(Region labeling data)
-- Start --

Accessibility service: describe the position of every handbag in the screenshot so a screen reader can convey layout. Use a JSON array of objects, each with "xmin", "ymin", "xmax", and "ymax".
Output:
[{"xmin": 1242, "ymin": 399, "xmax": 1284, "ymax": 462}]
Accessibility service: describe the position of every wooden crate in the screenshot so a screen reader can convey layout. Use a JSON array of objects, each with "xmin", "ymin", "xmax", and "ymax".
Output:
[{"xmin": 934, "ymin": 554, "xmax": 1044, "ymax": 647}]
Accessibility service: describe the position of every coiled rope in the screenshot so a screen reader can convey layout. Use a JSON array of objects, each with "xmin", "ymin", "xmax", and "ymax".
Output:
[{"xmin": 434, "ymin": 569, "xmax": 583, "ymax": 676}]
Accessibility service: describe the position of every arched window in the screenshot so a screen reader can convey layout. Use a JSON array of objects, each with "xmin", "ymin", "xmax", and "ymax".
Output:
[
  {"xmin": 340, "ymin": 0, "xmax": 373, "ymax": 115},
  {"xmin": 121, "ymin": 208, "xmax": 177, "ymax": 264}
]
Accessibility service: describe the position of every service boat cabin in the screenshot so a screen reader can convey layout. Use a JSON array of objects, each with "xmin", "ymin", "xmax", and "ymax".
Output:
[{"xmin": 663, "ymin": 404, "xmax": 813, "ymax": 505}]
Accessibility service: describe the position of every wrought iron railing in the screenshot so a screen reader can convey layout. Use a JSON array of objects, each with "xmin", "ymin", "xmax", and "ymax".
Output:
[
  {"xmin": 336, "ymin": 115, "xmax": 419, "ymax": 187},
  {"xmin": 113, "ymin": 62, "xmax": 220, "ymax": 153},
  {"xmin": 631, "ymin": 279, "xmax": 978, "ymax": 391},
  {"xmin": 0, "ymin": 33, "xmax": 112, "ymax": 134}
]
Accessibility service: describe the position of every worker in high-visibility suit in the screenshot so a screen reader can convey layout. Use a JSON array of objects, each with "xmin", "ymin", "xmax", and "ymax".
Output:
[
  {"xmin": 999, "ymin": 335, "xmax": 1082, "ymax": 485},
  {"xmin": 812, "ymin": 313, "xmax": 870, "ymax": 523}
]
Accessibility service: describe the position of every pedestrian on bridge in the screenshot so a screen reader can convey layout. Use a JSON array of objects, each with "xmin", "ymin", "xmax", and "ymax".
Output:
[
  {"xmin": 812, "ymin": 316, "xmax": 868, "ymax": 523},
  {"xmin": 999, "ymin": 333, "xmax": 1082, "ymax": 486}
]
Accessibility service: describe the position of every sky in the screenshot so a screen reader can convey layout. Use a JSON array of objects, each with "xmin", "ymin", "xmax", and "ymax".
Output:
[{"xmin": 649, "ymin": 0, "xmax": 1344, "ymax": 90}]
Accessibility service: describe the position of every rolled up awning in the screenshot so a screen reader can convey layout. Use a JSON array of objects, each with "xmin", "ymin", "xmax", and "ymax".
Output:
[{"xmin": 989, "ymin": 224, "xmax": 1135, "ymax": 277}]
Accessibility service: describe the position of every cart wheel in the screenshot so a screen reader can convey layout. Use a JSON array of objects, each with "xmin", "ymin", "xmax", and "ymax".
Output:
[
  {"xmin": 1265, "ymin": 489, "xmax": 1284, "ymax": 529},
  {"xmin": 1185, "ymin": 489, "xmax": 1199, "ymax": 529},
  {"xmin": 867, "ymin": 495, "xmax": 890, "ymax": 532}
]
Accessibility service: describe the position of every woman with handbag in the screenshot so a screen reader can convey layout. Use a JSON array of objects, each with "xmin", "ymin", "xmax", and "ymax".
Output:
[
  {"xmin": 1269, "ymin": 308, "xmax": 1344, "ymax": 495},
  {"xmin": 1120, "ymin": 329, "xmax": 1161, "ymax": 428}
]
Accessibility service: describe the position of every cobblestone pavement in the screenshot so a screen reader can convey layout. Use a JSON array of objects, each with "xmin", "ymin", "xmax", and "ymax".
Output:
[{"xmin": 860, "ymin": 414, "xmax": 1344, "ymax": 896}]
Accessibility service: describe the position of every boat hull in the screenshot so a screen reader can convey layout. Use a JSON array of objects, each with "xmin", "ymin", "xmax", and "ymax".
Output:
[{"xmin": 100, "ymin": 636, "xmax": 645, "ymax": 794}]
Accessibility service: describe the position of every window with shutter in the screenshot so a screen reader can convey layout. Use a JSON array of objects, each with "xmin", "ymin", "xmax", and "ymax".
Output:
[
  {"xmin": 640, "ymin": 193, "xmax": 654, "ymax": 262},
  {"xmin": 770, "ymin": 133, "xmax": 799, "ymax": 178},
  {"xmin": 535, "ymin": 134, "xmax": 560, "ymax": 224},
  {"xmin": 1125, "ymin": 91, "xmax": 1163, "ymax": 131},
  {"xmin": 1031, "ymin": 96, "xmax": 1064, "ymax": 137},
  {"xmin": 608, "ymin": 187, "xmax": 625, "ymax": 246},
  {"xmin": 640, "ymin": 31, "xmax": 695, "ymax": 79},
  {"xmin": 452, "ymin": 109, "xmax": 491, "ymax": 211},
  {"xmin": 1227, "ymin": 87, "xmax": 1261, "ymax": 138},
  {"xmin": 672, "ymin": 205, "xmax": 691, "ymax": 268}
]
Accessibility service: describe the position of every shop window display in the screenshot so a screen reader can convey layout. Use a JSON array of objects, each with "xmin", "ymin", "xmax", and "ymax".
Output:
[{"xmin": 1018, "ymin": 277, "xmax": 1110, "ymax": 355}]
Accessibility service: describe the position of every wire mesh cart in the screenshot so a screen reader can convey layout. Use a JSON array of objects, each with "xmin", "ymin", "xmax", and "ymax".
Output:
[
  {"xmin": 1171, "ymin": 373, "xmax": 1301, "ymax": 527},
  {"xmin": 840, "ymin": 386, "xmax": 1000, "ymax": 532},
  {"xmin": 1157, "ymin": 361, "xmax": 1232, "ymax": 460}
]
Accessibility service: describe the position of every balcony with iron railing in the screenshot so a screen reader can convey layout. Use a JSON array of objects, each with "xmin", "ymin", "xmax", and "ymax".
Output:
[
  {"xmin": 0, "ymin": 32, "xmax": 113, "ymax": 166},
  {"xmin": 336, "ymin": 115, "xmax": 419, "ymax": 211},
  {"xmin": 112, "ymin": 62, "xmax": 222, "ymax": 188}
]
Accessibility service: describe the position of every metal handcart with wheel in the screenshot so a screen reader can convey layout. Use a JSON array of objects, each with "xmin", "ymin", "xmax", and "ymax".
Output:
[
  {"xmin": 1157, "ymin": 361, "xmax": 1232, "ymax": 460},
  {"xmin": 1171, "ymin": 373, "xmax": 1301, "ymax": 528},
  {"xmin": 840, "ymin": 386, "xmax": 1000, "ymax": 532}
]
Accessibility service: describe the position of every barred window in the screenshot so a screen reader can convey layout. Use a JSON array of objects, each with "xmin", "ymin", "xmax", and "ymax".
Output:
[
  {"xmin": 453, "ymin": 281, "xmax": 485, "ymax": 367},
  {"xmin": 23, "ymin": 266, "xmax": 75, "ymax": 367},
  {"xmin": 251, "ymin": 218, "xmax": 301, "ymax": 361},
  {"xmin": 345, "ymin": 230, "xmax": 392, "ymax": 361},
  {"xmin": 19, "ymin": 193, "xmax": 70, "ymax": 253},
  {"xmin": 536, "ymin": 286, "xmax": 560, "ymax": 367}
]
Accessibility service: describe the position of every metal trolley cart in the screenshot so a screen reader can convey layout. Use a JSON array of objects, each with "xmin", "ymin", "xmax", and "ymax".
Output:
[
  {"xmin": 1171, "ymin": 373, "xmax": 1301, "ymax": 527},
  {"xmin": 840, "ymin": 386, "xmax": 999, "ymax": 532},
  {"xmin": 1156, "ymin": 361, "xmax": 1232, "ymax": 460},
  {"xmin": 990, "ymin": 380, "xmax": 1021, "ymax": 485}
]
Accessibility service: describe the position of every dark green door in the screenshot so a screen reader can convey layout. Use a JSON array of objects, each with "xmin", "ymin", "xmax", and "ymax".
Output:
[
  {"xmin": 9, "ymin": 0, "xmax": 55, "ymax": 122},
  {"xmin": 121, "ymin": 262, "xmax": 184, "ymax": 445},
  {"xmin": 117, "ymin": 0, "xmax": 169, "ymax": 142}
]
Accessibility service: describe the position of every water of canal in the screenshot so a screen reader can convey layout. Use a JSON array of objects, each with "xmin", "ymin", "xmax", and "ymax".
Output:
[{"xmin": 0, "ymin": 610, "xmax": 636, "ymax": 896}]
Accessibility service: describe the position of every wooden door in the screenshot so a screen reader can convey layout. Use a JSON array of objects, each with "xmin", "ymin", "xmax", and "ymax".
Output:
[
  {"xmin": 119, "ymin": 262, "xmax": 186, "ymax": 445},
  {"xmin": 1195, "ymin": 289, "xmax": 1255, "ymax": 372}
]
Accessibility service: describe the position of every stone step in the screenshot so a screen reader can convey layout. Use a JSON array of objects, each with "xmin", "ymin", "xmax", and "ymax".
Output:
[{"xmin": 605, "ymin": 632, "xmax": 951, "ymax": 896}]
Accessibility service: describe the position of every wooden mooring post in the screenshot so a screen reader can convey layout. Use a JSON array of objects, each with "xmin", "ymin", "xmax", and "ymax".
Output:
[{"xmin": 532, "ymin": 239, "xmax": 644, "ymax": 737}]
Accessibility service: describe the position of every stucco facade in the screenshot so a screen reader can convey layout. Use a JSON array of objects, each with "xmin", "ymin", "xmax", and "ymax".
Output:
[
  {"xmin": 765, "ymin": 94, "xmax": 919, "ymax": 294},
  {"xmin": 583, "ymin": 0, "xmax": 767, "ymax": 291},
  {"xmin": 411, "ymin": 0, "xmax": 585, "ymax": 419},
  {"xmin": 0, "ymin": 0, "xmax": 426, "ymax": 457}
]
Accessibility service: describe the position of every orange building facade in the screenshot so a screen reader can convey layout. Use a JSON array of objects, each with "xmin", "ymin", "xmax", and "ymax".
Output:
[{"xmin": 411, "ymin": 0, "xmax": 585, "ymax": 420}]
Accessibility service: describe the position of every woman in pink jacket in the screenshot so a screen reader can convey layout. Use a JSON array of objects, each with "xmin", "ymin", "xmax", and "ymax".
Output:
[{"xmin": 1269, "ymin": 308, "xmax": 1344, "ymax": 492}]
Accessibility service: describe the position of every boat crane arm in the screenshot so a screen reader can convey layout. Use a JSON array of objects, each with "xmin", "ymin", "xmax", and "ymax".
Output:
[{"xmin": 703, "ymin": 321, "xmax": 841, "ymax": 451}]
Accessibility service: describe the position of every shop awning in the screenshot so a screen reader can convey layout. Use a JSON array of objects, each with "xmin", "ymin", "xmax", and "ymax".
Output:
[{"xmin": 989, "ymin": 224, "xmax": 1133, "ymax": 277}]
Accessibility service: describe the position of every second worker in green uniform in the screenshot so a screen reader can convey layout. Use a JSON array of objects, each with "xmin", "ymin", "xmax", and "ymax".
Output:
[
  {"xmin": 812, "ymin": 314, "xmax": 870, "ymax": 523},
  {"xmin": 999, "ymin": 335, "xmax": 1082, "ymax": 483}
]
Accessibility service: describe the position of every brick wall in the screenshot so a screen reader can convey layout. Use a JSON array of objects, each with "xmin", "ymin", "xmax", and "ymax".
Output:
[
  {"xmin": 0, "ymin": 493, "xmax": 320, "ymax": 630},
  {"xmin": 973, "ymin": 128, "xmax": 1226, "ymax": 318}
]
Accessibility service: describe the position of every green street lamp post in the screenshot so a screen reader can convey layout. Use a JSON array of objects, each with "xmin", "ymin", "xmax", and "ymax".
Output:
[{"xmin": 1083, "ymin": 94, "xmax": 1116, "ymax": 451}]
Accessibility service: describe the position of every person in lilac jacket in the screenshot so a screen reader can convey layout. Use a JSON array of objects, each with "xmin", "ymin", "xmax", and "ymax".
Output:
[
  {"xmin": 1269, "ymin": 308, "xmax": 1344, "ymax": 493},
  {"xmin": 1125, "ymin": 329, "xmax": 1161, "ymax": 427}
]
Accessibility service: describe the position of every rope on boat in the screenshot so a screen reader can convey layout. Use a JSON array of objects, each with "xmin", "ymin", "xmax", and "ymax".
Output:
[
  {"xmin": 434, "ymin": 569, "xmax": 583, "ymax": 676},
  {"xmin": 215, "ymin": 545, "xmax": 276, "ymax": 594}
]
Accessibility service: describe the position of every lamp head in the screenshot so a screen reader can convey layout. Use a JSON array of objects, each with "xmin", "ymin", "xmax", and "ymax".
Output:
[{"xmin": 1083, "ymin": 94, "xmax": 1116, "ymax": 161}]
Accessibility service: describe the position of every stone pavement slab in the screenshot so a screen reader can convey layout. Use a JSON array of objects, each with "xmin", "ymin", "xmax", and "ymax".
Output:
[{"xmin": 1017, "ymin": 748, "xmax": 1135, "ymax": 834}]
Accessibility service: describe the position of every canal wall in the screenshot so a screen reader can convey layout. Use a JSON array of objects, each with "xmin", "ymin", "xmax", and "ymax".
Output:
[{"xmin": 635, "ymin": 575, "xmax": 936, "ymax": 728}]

-- End --

» **What needs to be done**: Filter the data above and copy each line that contains the word "post".

» **Solution for this task**:
Accessibility service: describe the position of every wooden mooring post in the screenshot so a screen reader can convey layout. Use a JSON array of objects, each with "xmin", "ymin", "xmax", and "ymax".
Accessibility service: describe the position of every green street lamp post in the screenshot so a screen reader can convey layout. Use a JSON array of objects, each with "xmin", "ymin", "xmax", and "ymax".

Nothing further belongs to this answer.